Dataset records:

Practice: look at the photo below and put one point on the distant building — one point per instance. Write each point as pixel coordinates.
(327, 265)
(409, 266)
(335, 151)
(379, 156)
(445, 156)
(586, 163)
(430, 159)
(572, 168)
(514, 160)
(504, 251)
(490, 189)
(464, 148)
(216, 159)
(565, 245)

» **What the task asks**
The data above needs to be retyped in full, exactly as given.

» **Worked solution**
Practice: look at the photo below and put one point on the distant building — one point per instance. Write each point as pixel coordinates.
(327, 265)
(409, 266)
(335, 151)
(379, 156)
(445, 156)
(586, 163)
(430, 159)
(572, 168)
(514, 160)
(504, 251)
(490, 189)
(464, 148)
(216, 159)
(565, 245)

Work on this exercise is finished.